* EXERCISE OBJECTIVE *
Please retype only the lines below that run from the one containing "Would you mind tagging the sky" through the last line, both included, without altering a word.

* GIVEN RECORDS *
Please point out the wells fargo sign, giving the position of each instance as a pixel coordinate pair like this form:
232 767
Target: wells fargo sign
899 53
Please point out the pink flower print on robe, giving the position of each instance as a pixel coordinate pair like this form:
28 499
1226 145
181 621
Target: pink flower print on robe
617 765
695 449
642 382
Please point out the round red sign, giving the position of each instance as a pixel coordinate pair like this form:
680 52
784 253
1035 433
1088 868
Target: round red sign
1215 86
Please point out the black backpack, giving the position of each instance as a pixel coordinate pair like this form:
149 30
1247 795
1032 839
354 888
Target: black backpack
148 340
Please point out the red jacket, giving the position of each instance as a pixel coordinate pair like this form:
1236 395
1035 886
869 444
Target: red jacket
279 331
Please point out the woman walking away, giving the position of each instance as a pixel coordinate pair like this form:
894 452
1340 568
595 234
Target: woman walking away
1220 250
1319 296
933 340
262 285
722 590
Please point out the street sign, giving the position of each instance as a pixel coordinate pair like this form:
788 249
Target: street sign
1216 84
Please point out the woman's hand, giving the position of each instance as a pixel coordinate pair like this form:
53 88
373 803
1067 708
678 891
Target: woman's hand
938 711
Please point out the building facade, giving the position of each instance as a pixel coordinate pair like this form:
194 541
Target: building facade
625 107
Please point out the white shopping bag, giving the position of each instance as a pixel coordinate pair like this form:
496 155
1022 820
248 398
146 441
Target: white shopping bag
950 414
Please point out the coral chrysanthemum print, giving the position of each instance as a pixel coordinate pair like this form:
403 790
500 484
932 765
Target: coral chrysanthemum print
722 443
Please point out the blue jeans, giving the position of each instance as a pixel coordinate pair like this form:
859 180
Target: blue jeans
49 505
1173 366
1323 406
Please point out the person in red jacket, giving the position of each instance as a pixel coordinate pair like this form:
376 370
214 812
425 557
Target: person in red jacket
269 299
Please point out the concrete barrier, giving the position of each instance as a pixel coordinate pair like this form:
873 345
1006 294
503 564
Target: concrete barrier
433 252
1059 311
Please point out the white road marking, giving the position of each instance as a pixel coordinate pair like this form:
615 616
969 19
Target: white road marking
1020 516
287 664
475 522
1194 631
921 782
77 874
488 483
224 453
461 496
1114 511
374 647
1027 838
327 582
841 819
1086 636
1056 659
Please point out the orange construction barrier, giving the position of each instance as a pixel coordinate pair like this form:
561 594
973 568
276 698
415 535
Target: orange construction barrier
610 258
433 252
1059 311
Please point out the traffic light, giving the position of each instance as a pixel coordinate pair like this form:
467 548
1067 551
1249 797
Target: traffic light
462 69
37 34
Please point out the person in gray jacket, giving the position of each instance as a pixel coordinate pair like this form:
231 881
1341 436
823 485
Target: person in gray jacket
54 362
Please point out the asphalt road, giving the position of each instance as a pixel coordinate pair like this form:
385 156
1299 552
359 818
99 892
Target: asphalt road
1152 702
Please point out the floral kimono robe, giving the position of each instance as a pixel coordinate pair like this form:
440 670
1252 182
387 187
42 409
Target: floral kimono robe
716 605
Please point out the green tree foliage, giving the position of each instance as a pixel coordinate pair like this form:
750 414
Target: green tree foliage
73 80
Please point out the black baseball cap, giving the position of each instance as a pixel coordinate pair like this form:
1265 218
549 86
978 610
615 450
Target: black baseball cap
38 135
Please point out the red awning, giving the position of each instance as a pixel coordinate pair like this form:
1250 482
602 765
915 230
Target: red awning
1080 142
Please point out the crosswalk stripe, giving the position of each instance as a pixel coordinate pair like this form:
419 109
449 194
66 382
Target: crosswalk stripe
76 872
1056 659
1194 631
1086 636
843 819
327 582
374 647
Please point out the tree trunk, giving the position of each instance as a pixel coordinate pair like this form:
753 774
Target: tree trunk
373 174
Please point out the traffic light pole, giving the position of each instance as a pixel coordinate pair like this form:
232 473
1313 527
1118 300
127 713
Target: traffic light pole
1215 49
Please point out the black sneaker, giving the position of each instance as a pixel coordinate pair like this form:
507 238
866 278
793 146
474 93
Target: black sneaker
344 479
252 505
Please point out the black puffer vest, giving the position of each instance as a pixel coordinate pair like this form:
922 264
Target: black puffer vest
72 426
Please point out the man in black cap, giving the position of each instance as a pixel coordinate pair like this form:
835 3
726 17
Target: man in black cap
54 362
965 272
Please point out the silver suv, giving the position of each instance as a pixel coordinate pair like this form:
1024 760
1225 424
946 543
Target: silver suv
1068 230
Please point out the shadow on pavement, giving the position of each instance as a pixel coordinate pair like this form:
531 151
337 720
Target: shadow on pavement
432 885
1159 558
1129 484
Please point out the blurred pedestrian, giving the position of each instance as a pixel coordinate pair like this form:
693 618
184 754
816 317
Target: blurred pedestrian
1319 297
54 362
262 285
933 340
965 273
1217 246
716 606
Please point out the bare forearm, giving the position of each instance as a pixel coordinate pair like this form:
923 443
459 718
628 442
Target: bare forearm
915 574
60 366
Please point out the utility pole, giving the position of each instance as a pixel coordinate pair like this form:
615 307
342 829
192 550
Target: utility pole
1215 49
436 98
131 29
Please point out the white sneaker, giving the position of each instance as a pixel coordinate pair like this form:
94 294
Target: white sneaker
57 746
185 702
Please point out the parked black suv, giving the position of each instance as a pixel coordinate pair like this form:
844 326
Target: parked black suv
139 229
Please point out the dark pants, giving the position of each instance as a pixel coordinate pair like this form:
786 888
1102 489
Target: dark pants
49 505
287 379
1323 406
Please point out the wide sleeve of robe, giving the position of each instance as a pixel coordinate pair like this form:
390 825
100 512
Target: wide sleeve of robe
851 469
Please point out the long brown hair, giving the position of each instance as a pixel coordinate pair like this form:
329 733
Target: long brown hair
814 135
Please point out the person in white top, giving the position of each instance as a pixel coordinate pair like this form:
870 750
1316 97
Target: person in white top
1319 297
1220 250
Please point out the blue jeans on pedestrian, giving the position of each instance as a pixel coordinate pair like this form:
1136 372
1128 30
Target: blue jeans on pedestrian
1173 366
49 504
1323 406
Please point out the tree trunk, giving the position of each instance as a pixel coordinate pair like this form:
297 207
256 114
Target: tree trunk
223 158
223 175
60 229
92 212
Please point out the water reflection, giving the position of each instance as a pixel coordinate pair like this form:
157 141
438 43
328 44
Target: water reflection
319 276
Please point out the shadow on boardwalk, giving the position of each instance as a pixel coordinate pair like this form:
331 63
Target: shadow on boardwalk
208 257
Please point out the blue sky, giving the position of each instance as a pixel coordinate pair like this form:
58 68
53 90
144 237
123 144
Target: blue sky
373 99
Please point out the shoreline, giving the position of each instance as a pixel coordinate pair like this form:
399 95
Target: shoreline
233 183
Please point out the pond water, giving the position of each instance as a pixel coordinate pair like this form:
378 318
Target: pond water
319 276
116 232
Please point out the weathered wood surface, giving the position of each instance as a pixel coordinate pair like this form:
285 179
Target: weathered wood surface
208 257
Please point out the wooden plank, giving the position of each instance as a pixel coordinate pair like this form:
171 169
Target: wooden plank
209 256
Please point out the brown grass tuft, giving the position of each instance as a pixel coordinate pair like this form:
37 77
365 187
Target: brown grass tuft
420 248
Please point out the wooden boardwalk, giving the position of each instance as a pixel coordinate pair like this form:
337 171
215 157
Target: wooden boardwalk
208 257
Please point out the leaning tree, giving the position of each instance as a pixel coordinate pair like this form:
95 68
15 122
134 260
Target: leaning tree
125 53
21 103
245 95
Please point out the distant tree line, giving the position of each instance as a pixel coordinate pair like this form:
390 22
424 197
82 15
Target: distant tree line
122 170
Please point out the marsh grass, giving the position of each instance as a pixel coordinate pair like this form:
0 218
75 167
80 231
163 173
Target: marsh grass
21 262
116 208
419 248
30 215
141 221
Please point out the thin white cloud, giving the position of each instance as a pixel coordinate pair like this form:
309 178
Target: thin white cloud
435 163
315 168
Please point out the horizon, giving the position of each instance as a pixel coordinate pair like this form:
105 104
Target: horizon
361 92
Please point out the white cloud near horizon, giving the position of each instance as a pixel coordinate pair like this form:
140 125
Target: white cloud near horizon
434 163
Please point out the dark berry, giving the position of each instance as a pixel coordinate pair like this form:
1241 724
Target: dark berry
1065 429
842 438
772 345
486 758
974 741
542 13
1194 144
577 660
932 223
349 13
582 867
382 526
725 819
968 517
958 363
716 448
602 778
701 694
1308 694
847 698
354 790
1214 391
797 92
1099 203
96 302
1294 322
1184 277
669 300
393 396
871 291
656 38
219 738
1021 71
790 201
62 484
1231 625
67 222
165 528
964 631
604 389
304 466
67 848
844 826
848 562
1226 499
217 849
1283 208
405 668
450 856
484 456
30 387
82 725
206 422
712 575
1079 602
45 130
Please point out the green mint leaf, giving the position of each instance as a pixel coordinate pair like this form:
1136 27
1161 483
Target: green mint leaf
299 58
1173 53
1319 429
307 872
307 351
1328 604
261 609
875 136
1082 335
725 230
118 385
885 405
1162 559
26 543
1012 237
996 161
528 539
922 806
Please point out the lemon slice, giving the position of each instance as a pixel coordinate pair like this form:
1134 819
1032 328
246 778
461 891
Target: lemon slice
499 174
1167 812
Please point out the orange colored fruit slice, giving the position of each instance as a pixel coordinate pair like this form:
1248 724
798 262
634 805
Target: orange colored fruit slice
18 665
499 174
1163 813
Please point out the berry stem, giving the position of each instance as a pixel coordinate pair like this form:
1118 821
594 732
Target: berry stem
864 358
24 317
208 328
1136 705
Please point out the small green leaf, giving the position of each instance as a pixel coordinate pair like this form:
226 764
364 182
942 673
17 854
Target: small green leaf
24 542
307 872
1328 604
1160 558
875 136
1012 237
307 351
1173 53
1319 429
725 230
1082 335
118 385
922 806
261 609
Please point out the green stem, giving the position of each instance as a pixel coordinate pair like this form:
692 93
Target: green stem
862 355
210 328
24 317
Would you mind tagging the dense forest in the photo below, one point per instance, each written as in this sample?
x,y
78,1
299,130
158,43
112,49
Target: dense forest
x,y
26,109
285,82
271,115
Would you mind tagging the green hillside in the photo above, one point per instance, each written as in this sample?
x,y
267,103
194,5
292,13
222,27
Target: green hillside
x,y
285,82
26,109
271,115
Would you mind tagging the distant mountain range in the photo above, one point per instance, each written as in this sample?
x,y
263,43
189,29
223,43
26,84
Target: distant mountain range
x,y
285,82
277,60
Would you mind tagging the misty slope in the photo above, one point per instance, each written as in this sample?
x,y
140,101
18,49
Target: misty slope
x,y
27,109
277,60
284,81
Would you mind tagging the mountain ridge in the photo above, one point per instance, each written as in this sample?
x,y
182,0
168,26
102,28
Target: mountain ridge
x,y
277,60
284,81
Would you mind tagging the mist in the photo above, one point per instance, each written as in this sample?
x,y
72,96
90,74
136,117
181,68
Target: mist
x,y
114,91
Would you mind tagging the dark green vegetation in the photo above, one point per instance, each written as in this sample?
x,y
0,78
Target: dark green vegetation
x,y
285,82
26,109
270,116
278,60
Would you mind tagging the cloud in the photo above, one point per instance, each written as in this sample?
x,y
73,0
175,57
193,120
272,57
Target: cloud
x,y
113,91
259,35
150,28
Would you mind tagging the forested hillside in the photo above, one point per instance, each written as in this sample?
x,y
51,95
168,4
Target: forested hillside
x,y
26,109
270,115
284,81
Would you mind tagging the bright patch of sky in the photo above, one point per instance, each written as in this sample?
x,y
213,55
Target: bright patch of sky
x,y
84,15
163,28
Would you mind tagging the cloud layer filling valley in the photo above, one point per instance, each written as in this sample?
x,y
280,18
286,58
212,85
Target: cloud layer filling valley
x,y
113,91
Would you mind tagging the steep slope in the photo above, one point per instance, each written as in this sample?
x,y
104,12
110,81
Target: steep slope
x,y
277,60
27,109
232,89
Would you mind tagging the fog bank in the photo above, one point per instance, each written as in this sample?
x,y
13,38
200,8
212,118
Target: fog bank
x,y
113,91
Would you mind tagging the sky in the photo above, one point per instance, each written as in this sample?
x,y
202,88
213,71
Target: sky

* EXERCISE SOLUTION *
Would you mind tagging the sky in the photo above, one point per instance, each written as in this sample?
x,y
202,88
213,71
Target: sky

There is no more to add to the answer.